In the profile text, condense the paragraph beginning "Before joining UCLA" into a short list that keeps its main facts.

* EXERCISE TEXT
########################################

Dang Nguyen

Hi, I’m a CS Ph.D. candidate at UCLA under the supervision of Professor Baharan Mirzasoleiman. My research focuses on improving data quality to enhance the performance and efficiency of large (vision-)language models. Specifically, I work on synthetic data generation and data selection to optimize training, making these models more effective and accessible. More recently, I have also become interested in advancing reasoning via test-time scaling and RL training.

Before joining UCLA, I was an AI Resident at VinAI (now Qualcomm AI). Prior to that, I received my BS degree, summa cum laude, from Toyo University. Going further back in time, I was a graduate of High School for Gifted Students (Hanoi University of Science) and a Maths Olympian (IMO 2015 Silver).

news

Jun 23, 2025	I have officially advanced to Ph.D. candidacy! Looking forward to the next stage of my research journey.
May 15, 2025	Our paper Beyond Semantic Entropy: Boosting LLM Uncertainty Quantification with Pairwise Semantic Similarity is accepted to ACL Findings 2025.
May 01, 2025	Our paper Synthetic Text Generation for Training Large Language Models via Gradient Matching is accepted to ICML 2025.
Jan 22, 2025	Our paper Mini-batch Coresets for Memory-efficient Language Model Training on Data Mixtures is accepted to ICLR 2025.
Sep 25, 2024	Our paper Changing the Training Data Distribution to Reduce Simplicity Bias Improves In-distribution Generalization is accepted to NeurIPS 2024.

########################################

[Free-text object descriptions]
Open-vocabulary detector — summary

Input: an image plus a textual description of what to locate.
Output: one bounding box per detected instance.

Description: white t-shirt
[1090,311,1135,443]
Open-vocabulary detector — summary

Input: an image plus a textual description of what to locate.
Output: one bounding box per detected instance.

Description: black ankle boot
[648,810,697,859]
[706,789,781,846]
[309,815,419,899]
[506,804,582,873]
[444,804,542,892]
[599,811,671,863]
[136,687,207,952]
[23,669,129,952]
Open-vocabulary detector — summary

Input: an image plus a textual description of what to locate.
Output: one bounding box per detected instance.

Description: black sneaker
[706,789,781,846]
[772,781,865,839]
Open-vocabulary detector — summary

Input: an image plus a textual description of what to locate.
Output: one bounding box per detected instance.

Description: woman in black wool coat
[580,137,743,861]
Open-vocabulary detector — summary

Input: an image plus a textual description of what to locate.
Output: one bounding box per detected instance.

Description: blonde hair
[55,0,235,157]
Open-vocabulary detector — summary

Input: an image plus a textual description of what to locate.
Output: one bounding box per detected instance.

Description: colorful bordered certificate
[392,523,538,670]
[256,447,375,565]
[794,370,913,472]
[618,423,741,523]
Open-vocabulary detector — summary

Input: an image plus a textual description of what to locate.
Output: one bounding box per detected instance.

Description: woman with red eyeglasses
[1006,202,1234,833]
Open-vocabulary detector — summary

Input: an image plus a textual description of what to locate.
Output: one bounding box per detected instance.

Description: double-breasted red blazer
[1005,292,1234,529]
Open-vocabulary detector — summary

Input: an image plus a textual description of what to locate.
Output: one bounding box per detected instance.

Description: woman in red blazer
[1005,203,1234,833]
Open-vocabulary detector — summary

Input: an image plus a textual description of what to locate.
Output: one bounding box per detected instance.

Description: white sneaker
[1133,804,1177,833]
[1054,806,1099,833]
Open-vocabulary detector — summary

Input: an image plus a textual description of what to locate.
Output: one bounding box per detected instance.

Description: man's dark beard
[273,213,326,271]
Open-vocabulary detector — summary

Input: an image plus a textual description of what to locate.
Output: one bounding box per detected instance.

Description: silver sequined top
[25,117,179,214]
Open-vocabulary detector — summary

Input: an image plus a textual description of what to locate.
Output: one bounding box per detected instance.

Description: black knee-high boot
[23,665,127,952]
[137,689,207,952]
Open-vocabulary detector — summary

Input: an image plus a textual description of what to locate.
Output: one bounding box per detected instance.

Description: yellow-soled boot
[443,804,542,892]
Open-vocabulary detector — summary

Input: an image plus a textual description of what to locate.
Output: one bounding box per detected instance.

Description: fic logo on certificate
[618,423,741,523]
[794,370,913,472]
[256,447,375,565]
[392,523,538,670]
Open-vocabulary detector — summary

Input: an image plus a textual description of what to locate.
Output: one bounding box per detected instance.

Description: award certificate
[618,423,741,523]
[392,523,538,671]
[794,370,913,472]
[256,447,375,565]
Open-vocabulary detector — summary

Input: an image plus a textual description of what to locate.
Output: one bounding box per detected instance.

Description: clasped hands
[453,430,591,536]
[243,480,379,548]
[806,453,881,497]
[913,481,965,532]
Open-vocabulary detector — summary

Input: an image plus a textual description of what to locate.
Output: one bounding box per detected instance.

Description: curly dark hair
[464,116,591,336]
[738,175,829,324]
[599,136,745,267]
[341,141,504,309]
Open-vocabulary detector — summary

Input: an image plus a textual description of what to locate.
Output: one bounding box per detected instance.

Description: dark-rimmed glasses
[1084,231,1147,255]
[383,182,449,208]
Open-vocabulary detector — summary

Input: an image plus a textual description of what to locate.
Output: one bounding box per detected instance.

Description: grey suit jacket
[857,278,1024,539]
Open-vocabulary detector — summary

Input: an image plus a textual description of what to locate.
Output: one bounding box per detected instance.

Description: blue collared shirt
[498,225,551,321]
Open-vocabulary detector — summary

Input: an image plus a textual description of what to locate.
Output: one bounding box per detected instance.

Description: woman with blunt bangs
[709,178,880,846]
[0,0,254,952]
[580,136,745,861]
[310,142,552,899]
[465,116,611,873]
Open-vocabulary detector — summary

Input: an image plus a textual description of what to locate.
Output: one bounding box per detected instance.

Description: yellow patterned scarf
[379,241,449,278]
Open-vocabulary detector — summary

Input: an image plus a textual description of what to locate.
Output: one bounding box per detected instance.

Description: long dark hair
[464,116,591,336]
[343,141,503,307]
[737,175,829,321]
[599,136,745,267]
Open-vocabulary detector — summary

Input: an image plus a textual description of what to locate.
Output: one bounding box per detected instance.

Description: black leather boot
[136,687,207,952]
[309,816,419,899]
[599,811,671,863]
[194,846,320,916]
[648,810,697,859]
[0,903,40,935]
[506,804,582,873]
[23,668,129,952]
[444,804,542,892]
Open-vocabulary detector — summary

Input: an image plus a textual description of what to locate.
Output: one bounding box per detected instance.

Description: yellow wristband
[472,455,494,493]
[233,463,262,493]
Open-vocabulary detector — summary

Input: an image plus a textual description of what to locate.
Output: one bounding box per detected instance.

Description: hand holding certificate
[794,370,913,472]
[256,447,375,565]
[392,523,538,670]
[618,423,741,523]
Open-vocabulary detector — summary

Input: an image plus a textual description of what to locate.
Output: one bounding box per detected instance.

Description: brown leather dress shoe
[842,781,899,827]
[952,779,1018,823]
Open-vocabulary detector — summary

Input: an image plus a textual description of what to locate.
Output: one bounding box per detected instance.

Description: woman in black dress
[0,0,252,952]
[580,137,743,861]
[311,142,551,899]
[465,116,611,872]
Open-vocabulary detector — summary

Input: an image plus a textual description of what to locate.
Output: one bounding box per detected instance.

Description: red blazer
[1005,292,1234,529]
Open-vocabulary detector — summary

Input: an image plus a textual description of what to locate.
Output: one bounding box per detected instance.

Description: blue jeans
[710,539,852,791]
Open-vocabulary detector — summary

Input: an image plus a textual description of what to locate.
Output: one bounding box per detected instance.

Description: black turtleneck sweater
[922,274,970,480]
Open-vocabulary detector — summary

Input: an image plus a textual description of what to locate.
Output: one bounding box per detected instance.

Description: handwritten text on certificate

########################################

* RESULT FOR THIS EXERCISE
- AI Resident at VinAI (now Qualcomm AI) before joining UCLA
- BS degree, summa cum laude, from Toyo University
- Graduate of High School for Gifted Students (Hanoi University of Science)
- Maths Olympian, IMO 2015 Silver